DESCRIPTION OF THE TASK => Quote precisely the final stretch of the listing: start at the line containing "mark: the fire escape stairs" and stop after the last line.

(Point-based annotation data)
────────────────────────────────────────
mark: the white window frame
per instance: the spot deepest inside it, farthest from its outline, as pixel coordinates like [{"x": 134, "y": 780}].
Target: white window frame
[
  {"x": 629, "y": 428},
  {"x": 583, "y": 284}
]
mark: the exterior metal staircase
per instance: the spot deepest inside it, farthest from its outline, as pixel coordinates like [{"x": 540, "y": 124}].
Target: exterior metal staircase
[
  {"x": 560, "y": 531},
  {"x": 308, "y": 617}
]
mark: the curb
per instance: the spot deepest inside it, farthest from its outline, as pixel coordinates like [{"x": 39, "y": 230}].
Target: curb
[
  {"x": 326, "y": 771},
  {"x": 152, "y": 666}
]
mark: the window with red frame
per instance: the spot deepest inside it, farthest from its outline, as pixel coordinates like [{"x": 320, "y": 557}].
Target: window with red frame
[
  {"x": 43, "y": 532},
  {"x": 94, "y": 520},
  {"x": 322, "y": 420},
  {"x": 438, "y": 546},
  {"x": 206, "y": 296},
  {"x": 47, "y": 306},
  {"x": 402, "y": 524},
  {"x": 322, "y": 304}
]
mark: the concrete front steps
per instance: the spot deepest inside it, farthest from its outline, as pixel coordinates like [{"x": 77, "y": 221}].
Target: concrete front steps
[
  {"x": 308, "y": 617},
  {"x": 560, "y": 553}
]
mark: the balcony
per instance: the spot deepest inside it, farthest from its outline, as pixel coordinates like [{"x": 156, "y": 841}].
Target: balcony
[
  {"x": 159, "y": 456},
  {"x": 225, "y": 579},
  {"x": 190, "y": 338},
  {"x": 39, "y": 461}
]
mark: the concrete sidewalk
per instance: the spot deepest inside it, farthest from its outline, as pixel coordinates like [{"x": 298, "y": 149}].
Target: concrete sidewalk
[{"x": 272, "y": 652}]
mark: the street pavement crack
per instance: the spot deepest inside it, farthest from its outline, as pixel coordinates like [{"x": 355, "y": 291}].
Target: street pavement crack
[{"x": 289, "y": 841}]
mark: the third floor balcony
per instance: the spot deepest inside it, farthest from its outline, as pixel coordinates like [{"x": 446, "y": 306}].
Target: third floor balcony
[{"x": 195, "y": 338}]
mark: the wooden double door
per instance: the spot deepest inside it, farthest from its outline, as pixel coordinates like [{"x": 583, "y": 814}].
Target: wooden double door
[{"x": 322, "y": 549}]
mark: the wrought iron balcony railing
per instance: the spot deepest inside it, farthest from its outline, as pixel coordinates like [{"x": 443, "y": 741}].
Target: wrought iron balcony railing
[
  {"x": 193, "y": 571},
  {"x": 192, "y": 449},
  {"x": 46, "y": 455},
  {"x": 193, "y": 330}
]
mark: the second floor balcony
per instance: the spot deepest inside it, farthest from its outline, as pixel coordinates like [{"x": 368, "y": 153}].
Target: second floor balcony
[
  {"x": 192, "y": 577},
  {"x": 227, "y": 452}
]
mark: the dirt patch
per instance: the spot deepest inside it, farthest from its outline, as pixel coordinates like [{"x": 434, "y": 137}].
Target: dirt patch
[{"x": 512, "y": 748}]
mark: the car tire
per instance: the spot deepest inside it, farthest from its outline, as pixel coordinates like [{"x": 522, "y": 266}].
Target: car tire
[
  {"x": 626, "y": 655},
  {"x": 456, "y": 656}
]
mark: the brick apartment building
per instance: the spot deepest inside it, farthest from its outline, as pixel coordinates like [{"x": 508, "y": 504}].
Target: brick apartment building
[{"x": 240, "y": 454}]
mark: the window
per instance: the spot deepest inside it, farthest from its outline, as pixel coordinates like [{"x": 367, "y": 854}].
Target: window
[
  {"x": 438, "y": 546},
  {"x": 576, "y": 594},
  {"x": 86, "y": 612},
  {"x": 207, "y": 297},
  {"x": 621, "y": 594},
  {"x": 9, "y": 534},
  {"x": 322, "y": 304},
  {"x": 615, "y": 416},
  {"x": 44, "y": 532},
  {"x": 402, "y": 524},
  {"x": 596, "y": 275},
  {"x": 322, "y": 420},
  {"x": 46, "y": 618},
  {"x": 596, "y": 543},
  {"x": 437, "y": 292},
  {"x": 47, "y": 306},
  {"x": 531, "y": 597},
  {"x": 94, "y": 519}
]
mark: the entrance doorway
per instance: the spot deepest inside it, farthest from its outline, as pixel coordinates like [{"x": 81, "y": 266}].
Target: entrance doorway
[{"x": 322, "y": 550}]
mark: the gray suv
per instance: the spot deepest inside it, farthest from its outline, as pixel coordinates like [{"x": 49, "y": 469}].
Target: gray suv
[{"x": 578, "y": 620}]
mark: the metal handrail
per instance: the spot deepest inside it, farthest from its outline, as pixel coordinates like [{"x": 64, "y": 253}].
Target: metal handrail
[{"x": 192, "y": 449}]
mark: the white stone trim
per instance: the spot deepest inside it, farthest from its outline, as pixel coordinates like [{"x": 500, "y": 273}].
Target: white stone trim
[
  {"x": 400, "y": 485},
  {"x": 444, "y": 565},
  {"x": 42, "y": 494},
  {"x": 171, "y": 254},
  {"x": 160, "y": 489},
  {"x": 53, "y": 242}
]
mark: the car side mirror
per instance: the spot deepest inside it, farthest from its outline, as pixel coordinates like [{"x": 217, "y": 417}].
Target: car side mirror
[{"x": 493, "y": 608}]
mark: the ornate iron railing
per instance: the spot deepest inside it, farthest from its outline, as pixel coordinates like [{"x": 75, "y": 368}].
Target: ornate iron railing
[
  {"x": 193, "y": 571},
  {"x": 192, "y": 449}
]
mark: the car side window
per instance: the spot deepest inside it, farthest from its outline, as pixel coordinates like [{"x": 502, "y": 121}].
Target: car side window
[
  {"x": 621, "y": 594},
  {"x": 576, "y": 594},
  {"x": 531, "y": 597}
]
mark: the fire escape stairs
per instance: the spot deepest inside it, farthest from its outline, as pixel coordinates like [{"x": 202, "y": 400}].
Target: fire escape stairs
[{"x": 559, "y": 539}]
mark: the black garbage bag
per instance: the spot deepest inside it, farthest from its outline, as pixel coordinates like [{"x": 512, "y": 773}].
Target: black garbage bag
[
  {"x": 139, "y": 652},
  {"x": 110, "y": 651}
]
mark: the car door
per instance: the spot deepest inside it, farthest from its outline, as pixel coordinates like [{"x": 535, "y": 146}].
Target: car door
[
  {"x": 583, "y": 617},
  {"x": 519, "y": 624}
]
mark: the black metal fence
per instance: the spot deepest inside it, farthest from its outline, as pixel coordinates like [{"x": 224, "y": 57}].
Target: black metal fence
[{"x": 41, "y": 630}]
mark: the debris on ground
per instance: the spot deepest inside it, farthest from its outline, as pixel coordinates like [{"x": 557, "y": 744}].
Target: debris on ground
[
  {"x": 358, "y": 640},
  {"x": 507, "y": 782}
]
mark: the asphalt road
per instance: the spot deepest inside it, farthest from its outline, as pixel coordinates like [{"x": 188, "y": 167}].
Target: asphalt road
────────────────────────────────────────
RESULT OF THIS TASK =>
mark: the fire escape stairs
per instance: the spot deepest inside it, farthest from its outline, as pixel coordinates like [{"x": 202, "y": 400}].
Target: fire escape stairs
[{"x": 559, "y": 539}]
mark: the black garbage bag
per instance: the spot deepest inside it, farthest from its outline, as pixel coordinates like [{"x": 512, "y": 773}].
Target: black garbage bag
[
  {"x": 139, "y": 652},
  {"x": 110, "y": 651}
]
mark: the car door
per instance: the spot deepest inside it, farthest from its outline, as pixel coordinates like [{"x": 535, "y": 146}].
Target: car door
[
  {"x": 583, "y": 617},
  {"x": 519, "y": 624}
]
mark: the black metal fence
per instance: the spot deepest inside it, farthest from its outline, as pixel coordinates like [{"x": 224, "y": 57}].
Target: black metal fence
[{"x": 41, "y": 630}]
mark: the debris on ground
per instance: the spot deepest inside it, farthest from its outline, as pixel coordinates like [{"x": 557, "y": 744}].
Target: debris on ground
[
  {"x": 358, "y": 640},
  {"x": 507, "y": 782}
]
mark: the asphalt road
per instance: the spot deepest inside it, farthest from its outline, as pixel coordinates like [{"x": 188, "y": 167}].
Target: asphalt road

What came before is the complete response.